Exercise directions = As an exercise in exact copying, transcribe the lines below from the one holding "Target: girl in white shirt" through the last, with both ends included and pictures left out.

Given entries =

◆ ◆ ◆ ◆ ◆

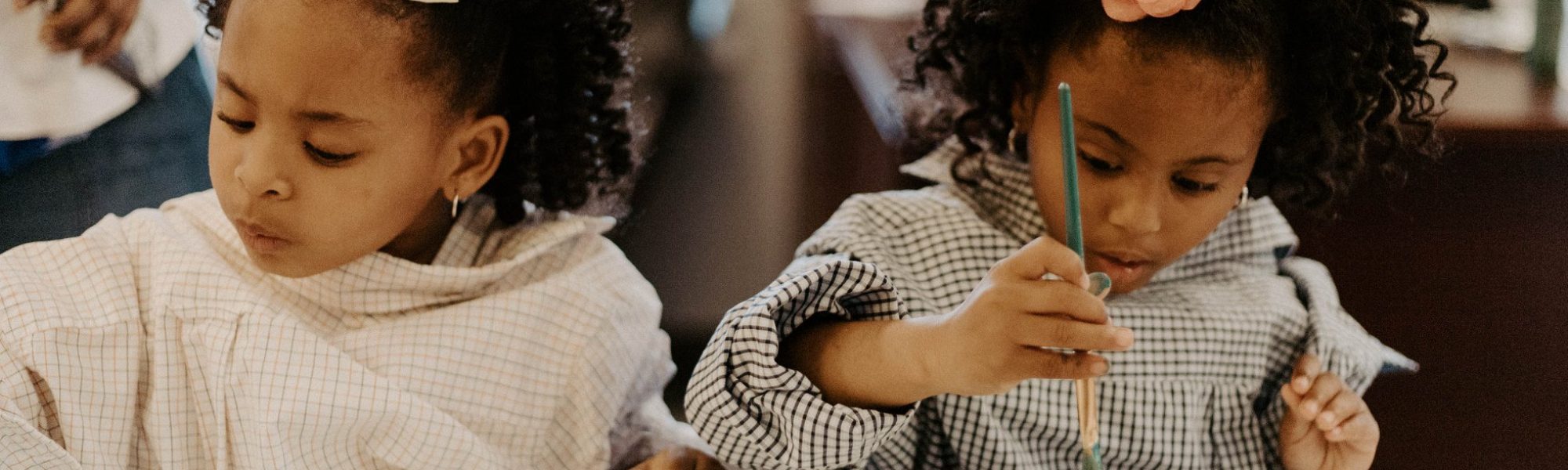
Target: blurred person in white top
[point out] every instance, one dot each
(103, 110)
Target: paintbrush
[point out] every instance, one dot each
(1084, 389)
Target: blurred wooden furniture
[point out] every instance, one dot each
(1464, 270)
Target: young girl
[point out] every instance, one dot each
(385, 275)
(913, 328)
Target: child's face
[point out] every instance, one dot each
(322, 148)
(1166, 150)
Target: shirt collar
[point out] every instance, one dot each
(1003, 195)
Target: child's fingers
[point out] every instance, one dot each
(1341, 408)
(1324, 391)
(1293, 428)
(1044, 364)
(1062, 333)
(1359, 428)
(1045, 297)
(1123, 10)
(1040, 258)
(1307, 371)
(1161, 9)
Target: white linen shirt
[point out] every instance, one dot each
(153, 342)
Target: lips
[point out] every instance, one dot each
(261, 239)
(1123, 267)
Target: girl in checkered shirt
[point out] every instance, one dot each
(387, 273)
(915, 330)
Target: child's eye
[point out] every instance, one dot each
(327, 157)
(1194, 187)
(239, 126)
(1098, 165)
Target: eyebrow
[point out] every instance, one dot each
(308, 115)
(1123, 142)
(228, 82)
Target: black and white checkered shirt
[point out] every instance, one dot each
(1218, 336)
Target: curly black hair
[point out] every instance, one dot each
(1349, 79)
(554, 70)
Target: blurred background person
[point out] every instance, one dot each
(103, 110)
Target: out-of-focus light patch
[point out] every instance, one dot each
(710, 18)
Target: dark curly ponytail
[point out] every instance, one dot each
(553, 68)
(1349, 79)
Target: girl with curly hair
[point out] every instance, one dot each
(390, 272)
(934, 328)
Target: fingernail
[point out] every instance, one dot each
(1326, 419)
(1302, 385)
(1123, 338)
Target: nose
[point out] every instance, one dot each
(263, 173)
(1134, 211)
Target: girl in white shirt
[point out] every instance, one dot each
(387, 273)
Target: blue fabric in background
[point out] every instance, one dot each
(153, 153)
(18, 154)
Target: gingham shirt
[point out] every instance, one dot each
(1218, 334)
(153, 342)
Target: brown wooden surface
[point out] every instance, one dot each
(1462, 269)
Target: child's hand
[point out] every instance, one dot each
(1327, 425)
(1136, 10)
(993, 341)
(680, 460)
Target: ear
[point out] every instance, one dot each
(1023, 109)
(481, 146)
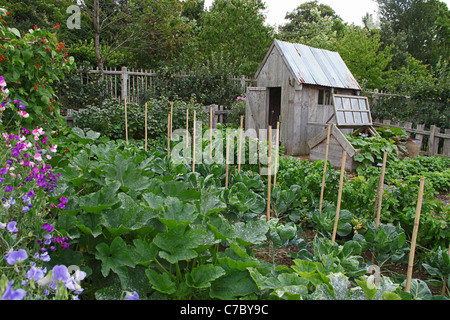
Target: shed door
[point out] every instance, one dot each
(256, 110)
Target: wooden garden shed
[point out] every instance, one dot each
(295, 85)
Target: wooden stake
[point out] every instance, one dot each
(171, 119)
(193, 144)
(414, 235)
(445, 279)
(325, 167)
(187, 128)
(168, 135)
(227, 157)
(380, 192)
(145, 125)
(240, 144)
(269, 164)
(210, 132)
(126, 120)
(338, 208)
(277, 153)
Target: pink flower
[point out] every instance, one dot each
(23, 114)
(38, 131)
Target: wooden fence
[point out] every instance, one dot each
(432, 142)
(131, 83)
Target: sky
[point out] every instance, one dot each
(351, 11)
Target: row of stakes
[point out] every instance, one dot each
(378, 201)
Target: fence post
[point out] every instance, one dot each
(431, 141)
(124, 78)
(446, 148)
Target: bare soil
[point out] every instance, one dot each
(282, 257)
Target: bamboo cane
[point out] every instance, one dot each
(414, 235)
(380, 192)
(126, 120)
(338, 208)
(210, 132)
(325, 167)
(187, 128)
(269, 164)
(193, 144)
(145, 125)
(227, 161)
(240, 144)
(171, 118)
(277, 151)
(444, 286)
(168, 135)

◆ ◆ ◆ ◆ ◆

Response =
Target: girl in white shirt
[point out] every instance, one dot each
(387, 273)
Target: blue fabric in background
[point out] every instance, one dot each
(153, 153)
(18, 154)
Target: gingham shirt
[point out] every instance, one dot each
(1218, 334)
(153, 342)
Target: brown wooden surface
[point out] every instance, one dot each
(1462, 269)
Target: child's hand
[point out] every instance, one dot each
(1327, 425)
(1136, 10)
(993, 341)
(680, 460)
Target: ear
[point out] every instance, one dot each
(1023, 109)
(481, 146)
Target: shed door
[point out] every instance, one dot each
(256, 110)
Target: wooden garden shed
[point out] every instance, one dot each
(295, 85)
Target: wooden stake
[point out] every instance, one dot each
(171, 119)
(193, 144)
(414, 235)
(445, 279)
(325, 167)
(187, 128)
(168, 135)
(227, 157)
(380, 192)
(145, 125)
(240, 144)
(269, 164)
(210, 132)
(126, 120)
(338, 208)
(277, 153)
Target: pink flower
[point out] every instance, one dot each
(23, 114)
(38, 131)
Target: wooden fence
[point out] every instance, one dot each
(432, 142)
(131, 83)
Target: sky
[point out] every instance, one dot each
(351, 11)
Target: row of stakes
[point out] every instance, one dot each
(378, 201)
Target: fence post
[point out] every instance, one dot each
(431, 141)
(124, 78)
(446, 148)
Target: bare soil
[point out] every instance, one dot each
(282, 257)
Target: bamboo cane
[point out] every instance, one dot each
(414, 235)
(380, 192)
(126, 120)
(338, 208)
(210, 132)
(325, 167)
(187, 128)
(269, 164)
(193, 144)
(145, 125)
(227, 161)
(240, 144)
(171, 118)
(277, 151)
(444, 286)
(168, 135)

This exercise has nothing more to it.